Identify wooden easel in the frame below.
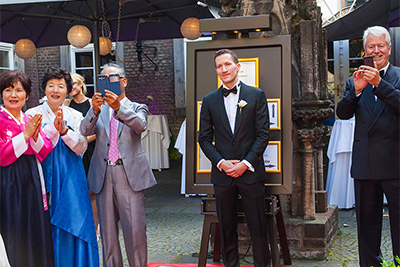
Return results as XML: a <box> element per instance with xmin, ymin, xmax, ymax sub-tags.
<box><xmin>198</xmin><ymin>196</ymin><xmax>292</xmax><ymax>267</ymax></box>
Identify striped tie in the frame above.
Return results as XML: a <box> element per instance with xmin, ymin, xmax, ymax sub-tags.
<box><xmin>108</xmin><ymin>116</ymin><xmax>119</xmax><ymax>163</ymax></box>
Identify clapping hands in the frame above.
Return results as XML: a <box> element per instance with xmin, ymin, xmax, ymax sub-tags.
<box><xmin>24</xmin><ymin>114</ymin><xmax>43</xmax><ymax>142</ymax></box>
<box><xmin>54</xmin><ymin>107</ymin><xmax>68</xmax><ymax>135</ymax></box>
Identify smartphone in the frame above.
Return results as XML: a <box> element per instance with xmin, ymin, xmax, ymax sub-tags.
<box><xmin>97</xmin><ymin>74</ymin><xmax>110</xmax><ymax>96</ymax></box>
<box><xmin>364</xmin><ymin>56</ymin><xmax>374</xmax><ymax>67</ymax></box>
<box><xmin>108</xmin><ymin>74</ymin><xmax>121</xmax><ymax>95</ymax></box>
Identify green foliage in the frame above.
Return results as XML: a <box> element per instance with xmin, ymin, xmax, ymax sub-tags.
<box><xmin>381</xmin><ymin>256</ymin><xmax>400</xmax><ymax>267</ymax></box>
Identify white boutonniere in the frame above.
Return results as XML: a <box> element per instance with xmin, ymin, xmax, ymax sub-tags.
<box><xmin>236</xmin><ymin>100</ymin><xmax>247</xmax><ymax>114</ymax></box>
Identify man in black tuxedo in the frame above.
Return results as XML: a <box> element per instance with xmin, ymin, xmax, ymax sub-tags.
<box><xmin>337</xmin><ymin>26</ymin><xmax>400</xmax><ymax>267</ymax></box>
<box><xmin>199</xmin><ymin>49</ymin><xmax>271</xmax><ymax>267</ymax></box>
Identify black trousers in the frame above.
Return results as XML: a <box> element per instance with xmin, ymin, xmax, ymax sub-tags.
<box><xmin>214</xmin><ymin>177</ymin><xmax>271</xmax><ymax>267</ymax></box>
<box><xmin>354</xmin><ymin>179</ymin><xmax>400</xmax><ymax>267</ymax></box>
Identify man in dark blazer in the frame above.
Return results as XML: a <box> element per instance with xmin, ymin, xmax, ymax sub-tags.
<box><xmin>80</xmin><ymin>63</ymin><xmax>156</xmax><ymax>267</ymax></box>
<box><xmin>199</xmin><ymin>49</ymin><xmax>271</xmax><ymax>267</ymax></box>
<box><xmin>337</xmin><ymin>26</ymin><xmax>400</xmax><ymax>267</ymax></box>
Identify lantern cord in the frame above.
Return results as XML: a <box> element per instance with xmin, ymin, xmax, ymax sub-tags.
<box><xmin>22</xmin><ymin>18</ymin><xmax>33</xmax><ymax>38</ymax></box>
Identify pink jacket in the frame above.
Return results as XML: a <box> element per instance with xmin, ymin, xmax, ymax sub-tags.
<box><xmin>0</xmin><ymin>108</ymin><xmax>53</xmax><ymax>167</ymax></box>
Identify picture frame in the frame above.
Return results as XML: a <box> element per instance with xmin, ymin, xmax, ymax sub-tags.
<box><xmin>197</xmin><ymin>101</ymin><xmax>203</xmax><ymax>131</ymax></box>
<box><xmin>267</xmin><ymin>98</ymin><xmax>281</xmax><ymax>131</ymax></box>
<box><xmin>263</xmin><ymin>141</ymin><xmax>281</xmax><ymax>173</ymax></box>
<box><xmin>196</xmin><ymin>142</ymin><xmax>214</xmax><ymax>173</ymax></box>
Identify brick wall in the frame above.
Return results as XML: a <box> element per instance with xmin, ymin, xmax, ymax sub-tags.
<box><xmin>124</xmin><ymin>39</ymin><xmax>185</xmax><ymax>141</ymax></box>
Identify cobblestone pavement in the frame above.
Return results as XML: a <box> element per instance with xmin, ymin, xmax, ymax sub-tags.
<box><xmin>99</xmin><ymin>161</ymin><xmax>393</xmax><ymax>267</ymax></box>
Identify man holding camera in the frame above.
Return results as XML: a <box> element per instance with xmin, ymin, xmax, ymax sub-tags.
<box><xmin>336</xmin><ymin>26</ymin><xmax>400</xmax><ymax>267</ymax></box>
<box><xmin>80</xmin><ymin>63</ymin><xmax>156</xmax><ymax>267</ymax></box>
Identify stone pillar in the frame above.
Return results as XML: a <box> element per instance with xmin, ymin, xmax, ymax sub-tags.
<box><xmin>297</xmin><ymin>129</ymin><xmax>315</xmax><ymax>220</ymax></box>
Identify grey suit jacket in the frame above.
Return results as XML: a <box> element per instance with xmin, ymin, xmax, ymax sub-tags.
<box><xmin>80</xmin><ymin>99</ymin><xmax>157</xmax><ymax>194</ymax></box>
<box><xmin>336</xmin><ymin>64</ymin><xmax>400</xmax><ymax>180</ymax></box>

== == ==

→ **Short problem**
Copy out every row above, swapping "Identify" for "Locate" wherever it occurs and changing nothing else. Omit the pictures.

→ **Exercise solution**
Locate wooden easel in the frame below.
Return results as XML: a <box> element per instance with xmin, ymin, xmax, ymax sub-tags.
<box><xmin>198</xmin><ymin>196</ymin><xmax>292</xmax><ymax>267</ymax></box>
Locate striped tie in the frame above.
Return results as XML: a <box> element per instance with xmin, ymin, xmax, ymax sub-tags.
<box><xmin>108</xmin><ymin>116</ymin><xmax>119</xmax><ymax>163</ymax></box>
Locate clapping hands in the frame above.
Return results as XML: a <box> element per instance with xmin, ymin, xmax, ymax sub-tags.
<box><xmin>24</xmin><ymin>114</ymin><xmax>43</xmax><ymax>142</ymax></box>
<box><xmin>54</xmin><ymin>107</ymin><xmax>68</xmax><ymax>135</ymax></box>
Locate smartphone in the frame above.
Return results as XML: a <box> element per instance with xmin, ymin, xmax, ymax sub-tags.
<box><xmin>97</xmin><ymin>74</ymin><xmax>110</xmax><ymax>96</ymax></box>
<box><xmin>364</xmin><ymin>56</ymin><xmax>374</xmax><ymax>67</ymax></box>
<box><xmin>108</xmin><ymin>74</ymin><xmax>121</xmax><ymax>95</ymax></box>
Locate green foliage in the frame above.
Return results as XML: a <box> element per instance with xmin, ymin, xmax, ymax sub-tags.
<box><xmin>381</xmin><ymin>256</ymin><xmax>400</xmax><ymax>267</ymax></box>
Locate white boutonniere in the frame above.
Return results as XML: a <box> element per instance with xmin, ymin, xmax, ymax sub-tags.
<box><xmin>236</xmin><ymin>100</ymin><xmax>247</xmax><ymax>114</ymax></box>
Locate man in black tuxedo in the frame above.
Return results as XML: a <box> element per instance with xmin, ymin, xmax, ymax sub-tags.
<box><xmin>337</xmin><ymin>26</ymin><xmax>400</xmax><ymax>267</ymax></box>
<box><xmin>199</xmin><ymin>49</ymin><xmax>271</xmax><ymax>267</ymax></box>
Locate black trousers in the frame above.
Return results as XML: a <box> element per instance with xmin, ymin, xmax, ymax sub-tags.
<box><xmin>214</xmin><ymin>177</ymin><xmax>271</xmax><ymax>267</ymax></box>
<box><xmin>354</xmin><ymin>179</ymin><xmax>400</xmax><ymax>267</ymax></box>
Locate man in dark blazer in the frame above.
Return results as XML: a <box> element per instance with xmin, ymin, xmax, ymax sub-tags.
<box><xmin>80</xmin><ymin>63</ymin><xmax>156</xmax><ymax>267</ymax></box>
<box><xmin>199</xmin><ymin>49</ymin><xmax>271</xmax><ymax>267</ymax></box>
<box><xmin>337</xmin><ymin>26</ymin><xmax>400</xmax><ymax>267</ymax></box>
Locate lantern cord in the frame above.
Return results as XML: a <box> element per instance with xmin, ymin, xmax, ymax sub-tags.
<box><xmin>22</xmin><ymin>18</ymin><xmax>33</xmax><ymax>38</ymax></box>
Locate pink jacket in the frame above.
Return results as XML: a <box> element per instance with xmin, ymin, xmax, ymax sub-tags.
<box><xmin>0</xmin><ymin>108</ymin><xmax>53</xmax><ymax>167</ymax></box>
Locate picture frame in the frame above.
Return results as XML: a <box> element per instance with xmin, ymin, xmax, ymax sub-tags.
<box><xmin>197</xmin><ymin>101</ymin><xmax>203</xmax><ymax>131</ymax></box>
<box><xmin>267</xmin><ymin>98</ymin><xmax>281</xmax><ymax>131</ymax></box>
<box><xmin>263</xmin><ymin>141</ymin><xmax>281</xmax><ymax>173</ymax></box>
<box><xmin>196</xmin><ymin>142</ymin><xmax>214</xmax><ymax>173</ymax></box>
Locate brick wall in the frame above.
Return results as XML: a <box> element per instance with xmin, ymin, xmax, ymax sub-tags.
<box><xmin>124</xmin><ymin>39</ymin><xmax>185</xmax><ymax>141</ymax></box>
Locate cobblestone pavement in the frame above.
Return results as XML: a <box> element per instance with xmin, ymin, xmax, ymax sub-tags.
<box><xmin>99</xmin><ymin>161</ymin><xmax>393</xmax><ymax>267</ymax></box>
Locate man holding camera in the frame above.
Return results as XML: a <box> element per instance with xmin, ymin, xmax, ymax sub-tags.
<box><xmin>336</xmin><ymin>26</ymin><xmax>400</xmax><ymax>267</ymax></box>
<box><xmin>80</xmin><ymin>63</ymin><xmax>156</xmax><ymax>267</ymax></box>
Locate stone pillar in the frame above.
Return results as XML: a <box> element per instance with xmin, ymin, xmax, ymax sub-tags.
<box><xmin>297</xmin><ymin>129</ymin><xmax>315</xmax><ymax>220</ymax></box>
Locate grey suit jacket in the frame above.
Return results as XML: a <box> element per instance with xmin, ymin, xmax, ymax sub-tags.
<box><xmin>80</xmin><ymin>99</ymin><xmax>157</xmax><ymax>194</ymax></box>
<box><xmin>336</xmin><ymin>64</ymin><xmax>400</xmax><ymax>180</ymax></box>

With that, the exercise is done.